## Material

•••••

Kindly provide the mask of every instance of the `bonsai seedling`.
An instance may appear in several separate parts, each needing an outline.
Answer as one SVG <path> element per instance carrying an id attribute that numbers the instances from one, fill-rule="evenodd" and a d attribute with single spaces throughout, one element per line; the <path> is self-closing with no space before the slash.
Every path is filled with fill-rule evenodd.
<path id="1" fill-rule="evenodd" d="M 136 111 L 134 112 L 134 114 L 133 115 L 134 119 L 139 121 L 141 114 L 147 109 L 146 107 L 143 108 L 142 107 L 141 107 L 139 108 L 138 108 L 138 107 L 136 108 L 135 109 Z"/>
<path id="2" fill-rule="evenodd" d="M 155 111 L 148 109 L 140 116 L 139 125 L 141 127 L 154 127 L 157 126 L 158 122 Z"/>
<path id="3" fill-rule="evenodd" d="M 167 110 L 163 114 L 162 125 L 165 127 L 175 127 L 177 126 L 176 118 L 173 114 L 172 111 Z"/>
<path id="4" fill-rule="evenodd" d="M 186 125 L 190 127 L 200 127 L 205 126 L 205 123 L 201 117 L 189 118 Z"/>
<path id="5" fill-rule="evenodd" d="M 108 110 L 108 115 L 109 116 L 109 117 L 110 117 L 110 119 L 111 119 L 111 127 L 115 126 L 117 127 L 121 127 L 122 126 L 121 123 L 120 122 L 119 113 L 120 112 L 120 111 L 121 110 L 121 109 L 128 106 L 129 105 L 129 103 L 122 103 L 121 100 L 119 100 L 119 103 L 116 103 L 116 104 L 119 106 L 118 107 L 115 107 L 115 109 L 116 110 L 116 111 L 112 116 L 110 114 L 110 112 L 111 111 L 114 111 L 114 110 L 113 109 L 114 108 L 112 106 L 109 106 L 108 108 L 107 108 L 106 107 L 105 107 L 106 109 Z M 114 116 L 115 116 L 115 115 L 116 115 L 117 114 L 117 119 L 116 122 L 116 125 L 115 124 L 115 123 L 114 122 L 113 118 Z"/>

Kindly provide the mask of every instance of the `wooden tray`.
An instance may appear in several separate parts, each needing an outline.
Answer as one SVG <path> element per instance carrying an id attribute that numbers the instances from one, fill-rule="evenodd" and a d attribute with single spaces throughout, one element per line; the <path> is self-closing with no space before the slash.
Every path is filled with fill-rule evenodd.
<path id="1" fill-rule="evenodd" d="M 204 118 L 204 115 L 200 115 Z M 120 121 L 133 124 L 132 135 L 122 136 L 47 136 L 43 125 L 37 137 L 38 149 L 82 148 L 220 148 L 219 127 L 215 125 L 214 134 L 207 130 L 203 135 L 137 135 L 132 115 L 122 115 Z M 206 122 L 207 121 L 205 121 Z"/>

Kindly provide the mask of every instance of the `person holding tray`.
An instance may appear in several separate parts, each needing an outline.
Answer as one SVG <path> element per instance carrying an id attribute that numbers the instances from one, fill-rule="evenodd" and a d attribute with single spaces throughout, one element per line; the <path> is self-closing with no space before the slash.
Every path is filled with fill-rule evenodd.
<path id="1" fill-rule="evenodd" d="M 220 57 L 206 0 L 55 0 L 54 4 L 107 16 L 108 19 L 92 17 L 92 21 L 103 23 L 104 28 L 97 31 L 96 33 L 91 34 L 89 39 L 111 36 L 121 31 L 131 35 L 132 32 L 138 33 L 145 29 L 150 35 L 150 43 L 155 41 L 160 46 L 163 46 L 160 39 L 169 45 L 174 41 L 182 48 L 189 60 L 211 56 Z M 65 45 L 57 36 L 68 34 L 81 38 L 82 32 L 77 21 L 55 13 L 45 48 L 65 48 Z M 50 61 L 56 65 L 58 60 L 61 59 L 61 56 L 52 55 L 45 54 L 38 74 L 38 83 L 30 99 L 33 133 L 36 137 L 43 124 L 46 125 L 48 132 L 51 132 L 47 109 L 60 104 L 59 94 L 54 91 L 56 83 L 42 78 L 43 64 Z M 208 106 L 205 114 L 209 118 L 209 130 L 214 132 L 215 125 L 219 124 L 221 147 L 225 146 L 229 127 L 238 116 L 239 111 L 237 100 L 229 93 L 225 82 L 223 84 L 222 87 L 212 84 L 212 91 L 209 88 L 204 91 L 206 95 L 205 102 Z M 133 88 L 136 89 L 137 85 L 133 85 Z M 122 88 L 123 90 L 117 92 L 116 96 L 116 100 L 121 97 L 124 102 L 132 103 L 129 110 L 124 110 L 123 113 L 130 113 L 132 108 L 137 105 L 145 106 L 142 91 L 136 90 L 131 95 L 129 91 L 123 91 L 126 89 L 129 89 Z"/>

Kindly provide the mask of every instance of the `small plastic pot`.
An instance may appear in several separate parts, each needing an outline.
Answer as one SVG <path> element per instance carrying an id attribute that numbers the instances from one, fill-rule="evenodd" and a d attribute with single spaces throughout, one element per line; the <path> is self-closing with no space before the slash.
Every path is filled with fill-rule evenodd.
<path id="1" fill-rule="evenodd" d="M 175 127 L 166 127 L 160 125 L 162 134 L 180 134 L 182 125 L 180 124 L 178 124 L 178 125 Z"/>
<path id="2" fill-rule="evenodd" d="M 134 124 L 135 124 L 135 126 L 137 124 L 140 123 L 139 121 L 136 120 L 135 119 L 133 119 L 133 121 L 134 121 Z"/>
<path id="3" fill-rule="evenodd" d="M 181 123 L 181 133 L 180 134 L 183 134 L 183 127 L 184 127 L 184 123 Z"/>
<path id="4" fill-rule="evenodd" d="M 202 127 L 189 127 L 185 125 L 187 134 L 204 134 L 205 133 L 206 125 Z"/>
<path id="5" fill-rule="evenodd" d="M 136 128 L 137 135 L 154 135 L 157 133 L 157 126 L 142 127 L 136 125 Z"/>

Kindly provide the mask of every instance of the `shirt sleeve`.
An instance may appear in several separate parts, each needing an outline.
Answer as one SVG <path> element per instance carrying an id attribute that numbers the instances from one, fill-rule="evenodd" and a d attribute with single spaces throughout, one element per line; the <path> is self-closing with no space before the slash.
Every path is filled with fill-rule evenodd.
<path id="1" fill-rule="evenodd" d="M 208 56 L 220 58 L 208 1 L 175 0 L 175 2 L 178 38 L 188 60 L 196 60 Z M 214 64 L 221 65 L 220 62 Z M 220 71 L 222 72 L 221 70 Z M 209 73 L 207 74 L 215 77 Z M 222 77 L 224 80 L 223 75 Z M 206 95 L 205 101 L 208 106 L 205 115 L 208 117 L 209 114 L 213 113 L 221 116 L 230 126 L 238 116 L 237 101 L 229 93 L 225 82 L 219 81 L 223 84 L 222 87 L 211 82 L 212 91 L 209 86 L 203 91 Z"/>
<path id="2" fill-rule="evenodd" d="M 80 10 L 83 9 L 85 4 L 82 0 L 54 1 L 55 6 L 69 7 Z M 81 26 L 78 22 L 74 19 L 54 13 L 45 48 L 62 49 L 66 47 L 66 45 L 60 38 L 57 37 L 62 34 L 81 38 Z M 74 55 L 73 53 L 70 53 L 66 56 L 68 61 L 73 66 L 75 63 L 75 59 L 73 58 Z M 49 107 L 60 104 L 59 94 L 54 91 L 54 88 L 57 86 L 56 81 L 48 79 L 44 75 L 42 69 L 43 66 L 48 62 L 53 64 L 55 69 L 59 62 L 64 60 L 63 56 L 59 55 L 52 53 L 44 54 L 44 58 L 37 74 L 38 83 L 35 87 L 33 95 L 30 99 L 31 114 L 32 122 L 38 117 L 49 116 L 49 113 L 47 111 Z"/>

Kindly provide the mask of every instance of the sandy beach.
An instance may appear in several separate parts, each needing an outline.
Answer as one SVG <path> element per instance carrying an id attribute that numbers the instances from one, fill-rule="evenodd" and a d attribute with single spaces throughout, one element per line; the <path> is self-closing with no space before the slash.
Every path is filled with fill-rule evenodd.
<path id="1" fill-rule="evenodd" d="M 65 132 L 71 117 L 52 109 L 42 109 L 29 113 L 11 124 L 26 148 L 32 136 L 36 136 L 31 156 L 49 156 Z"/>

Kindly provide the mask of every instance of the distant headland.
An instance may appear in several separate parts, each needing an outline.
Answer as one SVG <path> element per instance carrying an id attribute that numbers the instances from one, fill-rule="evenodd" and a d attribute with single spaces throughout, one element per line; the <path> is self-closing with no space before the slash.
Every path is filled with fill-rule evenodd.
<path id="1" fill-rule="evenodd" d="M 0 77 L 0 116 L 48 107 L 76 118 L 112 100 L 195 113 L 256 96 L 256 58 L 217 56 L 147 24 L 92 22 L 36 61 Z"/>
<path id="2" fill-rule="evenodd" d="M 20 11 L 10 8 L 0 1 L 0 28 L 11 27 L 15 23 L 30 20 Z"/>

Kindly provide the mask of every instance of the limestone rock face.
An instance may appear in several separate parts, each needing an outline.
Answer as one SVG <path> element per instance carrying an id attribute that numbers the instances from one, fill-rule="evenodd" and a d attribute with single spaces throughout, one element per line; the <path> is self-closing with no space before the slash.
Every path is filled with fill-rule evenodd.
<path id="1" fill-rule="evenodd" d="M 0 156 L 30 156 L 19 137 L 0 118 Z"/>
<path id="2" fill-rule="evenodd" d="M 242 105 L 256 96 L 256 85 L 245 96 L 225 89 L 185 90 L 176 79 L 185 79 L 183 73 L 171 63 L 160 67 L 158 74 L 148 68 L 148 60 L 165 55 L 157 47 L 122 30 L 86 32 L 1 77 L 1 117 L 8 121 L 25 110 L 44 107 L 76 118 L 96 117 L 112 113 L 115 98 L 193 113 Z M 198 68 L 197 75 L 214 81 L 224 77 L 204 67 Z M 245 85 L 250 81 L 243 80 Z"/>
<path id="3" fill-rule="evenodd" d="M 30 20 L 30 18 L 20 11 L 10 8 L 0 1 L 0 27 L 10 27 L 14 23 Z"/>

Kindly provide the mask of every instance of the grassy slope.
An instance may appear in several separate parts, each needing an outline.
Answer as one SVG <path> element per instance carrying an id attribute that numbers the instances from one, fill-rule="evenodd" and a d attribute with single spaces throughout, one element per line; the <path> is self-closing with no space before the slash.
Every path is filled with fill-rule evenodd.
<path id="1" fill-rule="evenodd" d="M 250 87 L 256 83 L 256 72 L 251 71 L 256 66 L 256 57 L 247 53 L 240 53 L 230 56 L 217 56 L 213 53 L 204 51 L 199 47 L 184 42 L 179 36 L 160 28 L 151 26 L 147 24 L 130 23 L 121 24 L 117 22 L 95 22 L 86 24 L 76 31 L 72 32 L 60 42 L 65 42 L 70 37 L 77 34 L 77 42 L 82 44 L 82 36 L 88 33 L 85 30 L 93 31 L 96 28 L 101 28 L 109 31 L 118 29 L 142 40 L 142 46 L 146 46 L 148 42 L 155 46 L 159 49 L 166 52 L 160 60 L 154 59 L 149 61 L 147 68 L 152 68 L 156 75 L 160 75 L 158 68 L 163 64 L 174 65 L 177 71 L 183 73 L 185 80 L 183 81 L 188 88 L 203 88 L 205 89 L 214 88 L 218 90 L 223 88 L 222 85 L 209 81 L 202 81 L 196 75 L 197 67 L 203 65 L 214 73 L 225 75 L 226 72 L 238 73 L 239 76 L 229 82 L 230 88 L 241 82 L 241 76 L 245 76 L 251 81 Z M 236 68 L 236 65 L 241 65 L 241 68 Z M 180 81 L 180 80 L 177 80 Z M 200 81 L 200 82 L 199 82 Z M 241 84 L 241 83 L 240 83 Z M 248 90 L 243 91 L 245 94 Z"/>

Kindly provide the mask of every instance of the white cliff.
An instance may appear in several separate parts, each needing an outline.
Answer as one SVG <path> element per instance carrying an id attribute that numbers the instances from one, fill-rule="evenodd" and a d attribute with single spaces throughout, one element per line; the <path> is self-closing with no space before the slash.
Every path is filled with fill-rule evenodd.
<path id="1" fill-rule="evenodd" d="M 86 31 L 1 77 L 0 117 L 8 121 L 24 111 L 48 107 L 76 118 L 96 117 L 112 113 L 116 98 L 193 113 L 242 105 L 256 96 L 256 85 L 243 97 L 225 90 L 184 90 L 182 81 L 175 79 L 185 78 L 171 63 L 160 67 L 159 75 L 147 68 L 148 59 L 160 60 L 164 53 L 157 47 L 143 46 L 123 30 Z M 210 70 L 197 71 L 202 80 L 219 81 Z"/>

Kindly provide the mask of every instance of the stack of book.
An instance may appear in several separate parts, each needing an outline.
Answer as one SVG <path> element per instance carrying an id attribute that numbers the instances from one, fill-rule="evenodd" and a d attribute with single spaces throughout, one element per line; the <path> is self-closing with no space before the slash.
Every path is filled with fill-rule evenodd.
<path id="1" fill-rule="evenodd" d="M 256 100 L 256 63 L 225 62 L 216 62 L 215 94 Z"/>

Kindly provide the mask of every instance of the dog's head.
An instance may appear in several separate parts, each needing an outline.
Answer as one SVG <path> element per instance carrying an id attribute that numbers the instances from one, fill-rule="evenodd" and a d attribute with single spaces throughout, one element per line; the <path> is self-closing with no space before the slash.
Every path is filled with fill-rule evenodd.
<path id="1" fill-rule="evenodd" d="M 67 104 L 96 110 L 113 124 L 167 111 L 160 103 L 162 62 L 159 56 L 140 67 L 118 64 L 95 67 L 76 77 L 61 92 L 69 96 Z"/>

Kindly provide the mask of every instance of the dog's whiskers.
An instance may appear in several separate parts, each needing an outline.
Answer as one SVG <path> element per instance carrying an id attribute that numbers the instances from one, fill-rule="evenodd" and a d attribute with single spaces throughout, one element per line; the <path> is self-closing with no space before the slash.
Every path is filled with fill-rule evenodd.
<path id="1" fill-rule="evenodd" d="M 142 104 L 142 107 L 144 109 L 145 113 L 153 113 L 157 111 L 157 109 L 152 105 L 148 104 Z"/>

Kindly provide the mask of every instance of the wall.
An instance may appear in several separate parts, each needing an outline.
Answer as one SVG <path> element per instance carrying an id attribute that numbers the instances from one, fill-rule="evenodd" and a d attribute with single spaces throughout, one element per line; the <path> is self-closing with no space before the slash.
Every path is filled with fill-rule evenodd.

•••••

## Objective
Convert everything in the data above from the line containing "Kindly provide the mask of every instance of the distant" down to the line containing "L 0 28 L 11", both included, into a Markdown table with the columns Row and Text. Omit blank lines.

## Written solution
| Row | Text |
|---|---|
| 1 | Kindly provide the mask of every instance of the distant headland. |
| 2 | An instance may appear in several separate parts, each needing an outline. |
| 3 | Answer as one SVG <path> element per instance carrying an id attribute that numbers the instances from one, fill-rule="evenodd" and a d attribute with single spaces throughout, one element per line; the <path> is self-closing with no space before the slash. |
| 4 | Every path is filled with fill-rule evenodd. |
| 5 | <path id="1" fill-rule="evenodd" d="M 0 77 L 0 116 L 48 107 L 76 118 L 112 100 L 195 113 L 256 96 L 256 58 L 217 56 L 147 24 L 92 22 L 36 61 Z"/> |
| 6 | <path id="2" fill-rule="evenodd" d="M 20 11 L 10 8 L 0 1 L 0 28 L 11 27 L 15 23 L 30 20 Z"/> |